CHALLENGE: The text below is about the history of the Clarks shoe company. List every person it names as following William S. Clark as chairman of C. & J. Clark.

James and Cyrus went on to form a partnership, variously producing rugs, mops, chamois leather, galoshes, gloves, leggings, angora hats, scarves, coats – and shoes. Cyrus was ten years older than James and though they were close and appeared to work well together it did not prevent an acrimonious battle between their respective families over Cyrus’s will following his death in 1866, the outcome of which would play a part in determining whether the business died or thrived.

It was left to James’s son, William S. Clark, to start turning things around. A towering figure who lived to the age of 86, William knew instinctively what people wanted to wear on their feet. But he also knew where his father and uncle had gone so disastrously wrong: by taking too much money out of the company rather than reinvesting it for future expansion.

William was one of the earliest shoemakers in Britain to introduce machinery into the production process, and he went on to establish C. & J. Clark both as a pioneer of new technology and as a champion of footwear innovation. He remained at the heart of C. & J. Clark and at the centre of life in Street for more than 50 years, and was followed by his brother Francis (better known as Frank), and then by his son Roger, his grandson Bancroft, another grandson, Tony, and finally by his great-grandson Daniel, all of whom served as chairmen of C. & J. Clark. Two more of William’s children, Alice Clark and John Bright Clark, and many of his descendants and the wider family have played important roles in the company.

Shoemaking was in their blood, but they were also imbued with a strong sense of what is now called corporate social responsibility. In Street, a school was founded so that young men and women could combine working in the factory with continuing their education. A theatre was opened, a library was built, along with an open-air swimming pool and town hall. Playing fields were established for the benefit of all and low-cost housing was provided by the company for its employees. C. & J. Clark was Street.

Today, the company places a concerted emphasis on its ‘enduring values’ and has a strict code of business ethics which talks openly about ‘caring for people’ both within the company and outside of it. Through the Clark Foundation, established in 1959, it supports a number of charitable initiatives in the UK and abroad, including Soul of Africa, a not-for-profit organisation working in Africa to fight unemployment and change the lives of orphans and children affected by AIDS.

Clarks is a modern business with a long heritage. More than 80 per cent privately owned by family members, the company goes about its business with little fanfare, largely shunning publicity and mindful – even subconsciously – of its social and religious roots.

The headquarters of Clarks remains exactly where it has always been, in Street at the northern end of the High Street opposite the Bear Inn, a public house the company owned until a few years ago and which only was permitted to serve alcohol as late as the 1970s. The chief executive – one of only a few women in Britain in charge of such a large organisation – operates from a group of New York-style loft offices with striking views of Glastonbury Tor. The Tor was at one time the brand image of Clarks, and it is still used for Clarks sports shoes today. On the outskirts of town, the futuristic-looking distribution centre has room for 5 million pairs of shoes and dispatches footwear to all corners of the globe.

RECORDS SHOWN:
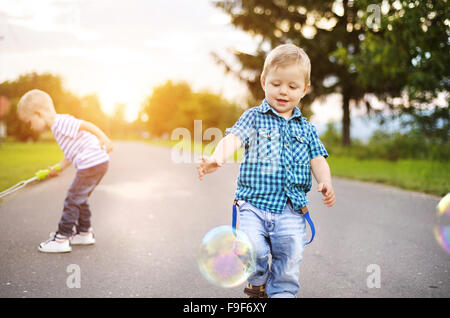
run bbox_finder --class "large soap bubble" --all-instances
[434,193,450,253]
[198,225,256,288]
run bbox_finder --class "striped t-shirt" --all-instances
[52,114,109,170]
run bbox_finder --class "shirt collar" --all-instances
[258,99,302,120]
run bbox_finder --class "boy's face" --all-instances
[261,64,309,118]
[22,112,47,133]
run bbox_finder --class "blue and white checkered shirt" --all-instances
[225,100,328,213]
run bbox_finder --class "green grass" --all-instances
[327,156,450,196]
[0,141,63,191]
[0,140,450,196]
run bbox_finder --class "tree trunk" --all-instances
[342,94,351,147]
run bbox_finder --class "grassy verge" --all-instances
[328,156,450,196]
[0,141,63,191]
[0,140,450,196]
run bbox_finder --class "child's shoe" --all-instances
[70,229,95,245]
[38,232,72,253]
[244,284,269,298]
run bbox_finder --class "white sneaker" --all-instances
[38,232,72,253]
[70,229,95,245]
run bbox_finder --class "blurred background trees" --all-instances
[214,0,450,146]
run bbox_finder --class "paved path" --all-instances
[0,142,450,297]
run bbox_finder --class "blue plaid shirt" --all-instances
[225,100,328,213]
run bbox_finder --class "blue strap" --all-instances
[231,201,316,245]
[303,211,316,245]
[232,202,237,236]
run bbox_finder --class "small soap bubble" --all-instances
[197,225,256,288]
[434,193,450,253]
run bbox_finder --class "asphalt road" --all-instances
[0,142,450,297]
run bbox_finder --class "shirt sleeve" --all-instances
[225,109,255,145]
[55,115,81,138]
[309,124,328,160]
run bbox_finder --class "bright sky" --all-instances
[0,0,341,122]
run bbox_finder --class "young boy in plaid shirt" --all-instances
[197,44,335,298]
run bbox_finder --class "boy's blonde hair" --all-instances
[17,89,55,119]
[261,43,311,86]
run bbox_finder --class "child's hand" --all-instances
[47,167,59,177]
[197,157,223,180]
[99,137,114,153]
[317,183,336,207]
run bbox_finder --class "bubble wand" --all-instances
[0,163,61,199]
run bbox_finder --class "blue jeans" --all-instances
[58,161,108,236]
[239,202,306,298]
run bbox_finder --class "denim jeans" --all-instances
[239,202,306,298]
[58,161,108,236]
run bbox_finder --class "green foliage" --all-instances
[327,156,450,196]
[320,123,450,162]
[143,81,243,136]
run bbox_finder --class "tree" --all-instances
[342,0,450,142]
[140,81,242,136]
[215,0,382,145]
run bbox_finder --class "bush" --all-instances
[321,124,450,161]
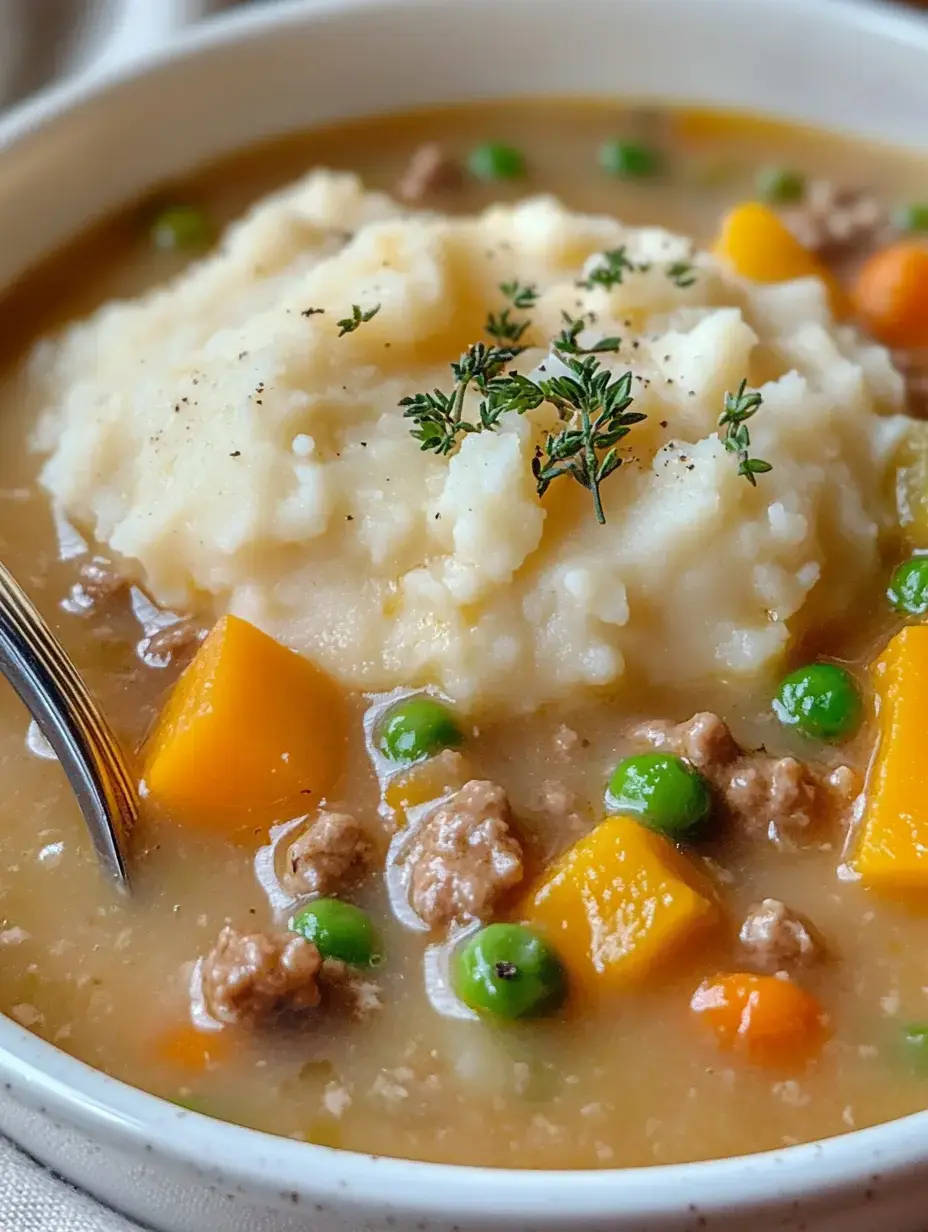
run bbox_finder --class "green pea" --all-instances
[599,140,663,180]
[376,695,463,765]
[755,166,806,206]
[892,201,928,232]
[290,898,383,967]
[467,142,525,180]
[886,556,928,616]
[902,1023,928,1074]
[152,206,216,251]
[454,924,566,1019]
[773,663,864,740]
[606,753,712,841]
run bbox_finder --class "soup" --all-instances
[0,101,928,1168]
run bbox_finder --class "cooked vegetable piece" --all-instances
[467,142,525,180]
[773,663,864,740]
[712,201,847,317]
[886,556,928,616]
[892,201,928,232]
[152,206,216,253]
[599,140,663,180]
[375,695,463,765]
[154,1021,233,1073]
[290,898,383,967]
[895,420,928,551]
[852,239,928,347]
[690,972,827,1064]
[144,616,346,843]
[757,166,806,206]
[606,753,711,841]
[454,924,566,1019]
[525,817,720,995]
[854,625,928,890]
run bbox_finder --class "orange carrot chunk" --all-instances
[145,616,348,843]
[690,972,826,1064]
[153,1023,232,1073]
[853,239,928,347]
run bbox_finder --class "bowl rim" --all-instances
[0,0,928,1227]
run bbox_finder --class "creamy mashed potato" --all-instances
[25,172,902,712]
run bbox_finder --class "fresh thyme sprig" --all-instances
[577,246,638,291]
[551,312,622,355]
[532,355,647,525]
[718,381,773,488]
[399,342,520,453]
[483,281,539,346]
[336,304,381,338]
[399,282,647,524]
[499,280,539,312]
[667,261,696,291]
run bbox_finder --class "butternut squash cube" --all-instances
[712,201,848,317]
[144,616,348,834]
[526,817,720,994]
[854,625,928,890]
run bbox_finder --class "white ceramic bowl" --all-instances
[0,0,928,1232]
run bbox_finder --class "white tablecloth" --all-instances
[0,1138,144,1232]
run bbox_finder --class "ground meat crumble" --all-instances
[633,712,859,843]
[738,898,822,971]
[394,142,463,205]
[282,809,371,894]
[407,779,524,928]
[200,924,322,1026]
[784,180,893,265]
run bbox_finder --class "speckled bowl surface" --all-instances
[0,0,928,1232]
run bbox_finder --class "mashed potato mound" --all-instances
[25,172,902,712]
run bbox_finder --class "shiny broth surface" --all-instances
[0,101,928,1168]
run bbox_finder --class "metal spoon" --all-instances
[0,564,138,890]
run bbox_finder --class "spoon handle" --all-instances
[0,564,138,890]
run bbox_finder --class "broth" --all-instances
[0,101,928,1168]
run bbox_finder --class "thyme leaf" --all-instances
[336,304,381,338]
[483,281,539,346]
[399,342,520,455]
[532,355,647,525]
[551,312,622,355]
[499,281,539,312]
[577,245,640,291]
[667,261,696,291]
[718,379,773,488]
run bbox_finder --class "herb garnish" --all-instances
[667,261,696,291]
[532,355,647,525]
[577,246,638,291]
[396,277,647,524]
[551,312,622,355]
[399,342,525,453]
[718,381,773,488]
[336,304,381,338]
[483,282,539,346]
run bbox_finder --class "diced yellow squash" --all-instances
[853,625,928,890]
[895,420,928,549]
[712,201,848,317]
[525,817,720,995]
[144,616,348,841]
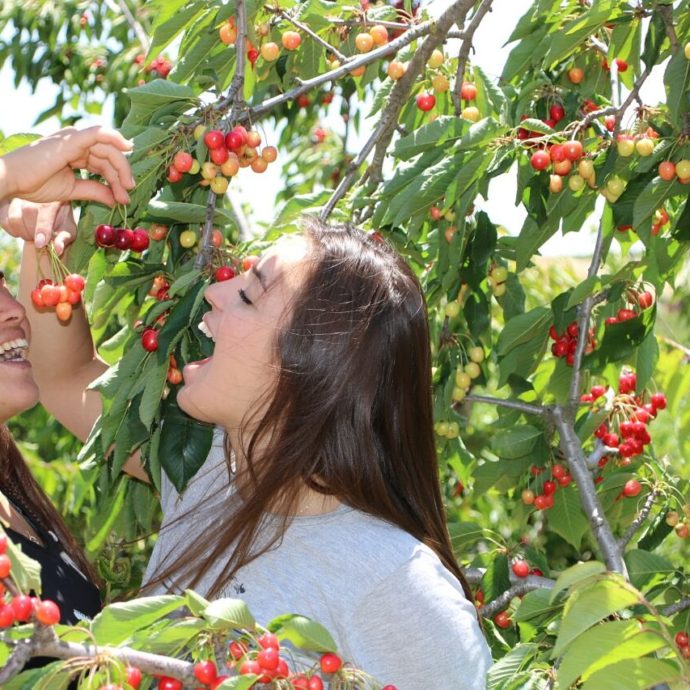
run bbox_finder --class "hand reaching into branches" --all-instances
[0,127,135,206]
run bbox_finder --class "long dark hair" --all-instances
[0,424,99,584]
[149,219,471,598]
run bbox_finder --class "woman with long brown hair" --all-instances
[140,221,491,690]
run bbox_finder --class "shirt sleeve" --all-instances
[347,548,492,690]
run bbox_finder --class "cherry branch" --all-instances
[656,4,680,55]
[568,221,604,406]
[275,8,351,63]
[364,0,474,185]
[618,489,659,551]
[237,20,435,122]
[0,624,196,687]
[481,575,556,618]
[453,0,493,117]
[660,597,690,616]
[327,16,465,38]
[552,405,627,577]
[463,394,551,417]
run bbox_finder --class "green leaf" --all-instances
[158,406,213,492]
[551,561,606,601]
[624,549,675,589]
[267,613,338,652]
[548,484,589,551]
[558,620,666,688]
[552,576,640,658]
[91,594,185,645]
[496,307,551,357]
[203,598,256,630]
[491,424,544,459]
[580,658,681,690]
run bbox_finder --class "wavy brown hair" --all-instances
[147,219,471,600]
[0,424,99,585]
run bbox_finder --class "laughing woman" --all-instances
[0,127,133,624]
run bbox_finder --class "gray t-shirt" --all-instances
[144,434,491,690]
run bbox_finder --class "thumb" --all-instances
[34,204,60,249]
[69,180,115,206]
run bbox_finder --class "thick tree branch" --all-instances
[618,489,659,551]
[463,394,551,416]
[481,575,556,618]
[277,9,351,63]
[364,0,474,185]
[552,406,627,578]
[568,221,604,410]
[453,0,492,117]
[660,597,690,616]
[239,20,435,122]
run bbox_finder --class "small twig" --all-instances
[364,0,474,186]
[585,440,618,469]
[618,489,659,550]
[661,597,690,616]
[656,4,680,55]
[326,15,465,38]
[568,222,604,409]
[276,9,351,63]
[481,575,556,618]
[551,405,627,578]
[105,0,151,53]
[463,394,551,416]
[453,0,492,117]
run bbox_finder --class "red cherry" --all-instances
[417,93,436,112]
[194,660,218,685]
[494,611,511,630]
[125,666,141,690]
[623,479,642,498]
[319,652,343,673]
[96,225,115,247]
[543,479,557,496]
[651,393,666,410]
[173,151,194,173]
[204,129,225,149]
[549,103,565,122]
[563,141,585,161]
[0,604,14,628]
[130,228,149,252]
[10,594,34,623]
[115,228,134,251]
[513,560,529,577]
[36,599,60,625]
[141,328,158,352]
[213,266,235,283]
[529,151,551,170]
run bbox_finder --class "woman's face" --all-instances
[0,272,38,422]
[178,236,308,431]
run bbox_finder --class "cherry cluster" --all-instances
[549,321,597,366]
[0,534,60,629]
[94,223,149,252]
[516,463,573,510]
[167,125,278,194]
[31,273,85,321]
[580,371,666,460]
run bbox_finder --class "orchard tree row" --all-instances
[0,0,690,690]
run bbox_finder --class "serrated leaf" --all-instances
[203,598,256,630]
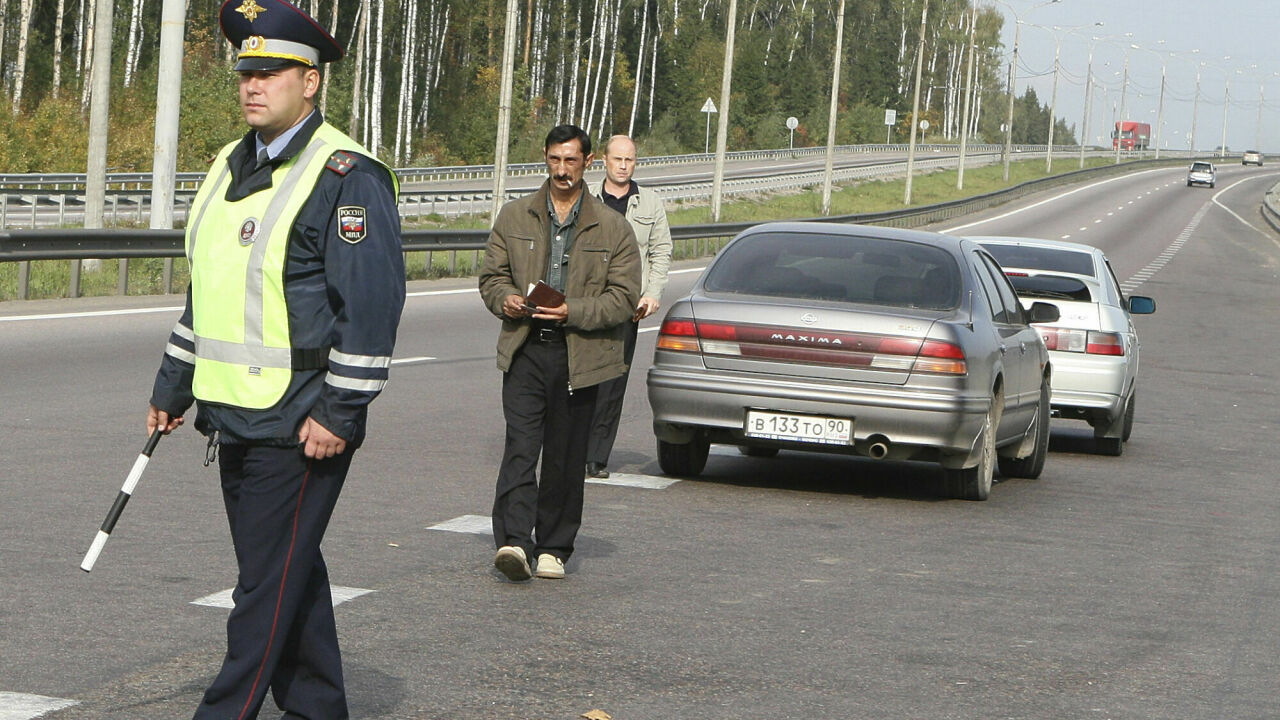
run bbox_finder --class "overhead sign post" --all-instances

ANSWER TO THIS EXERCISE: Francis (Frank) Clark, Roger, Bancroft, Tony, Daniel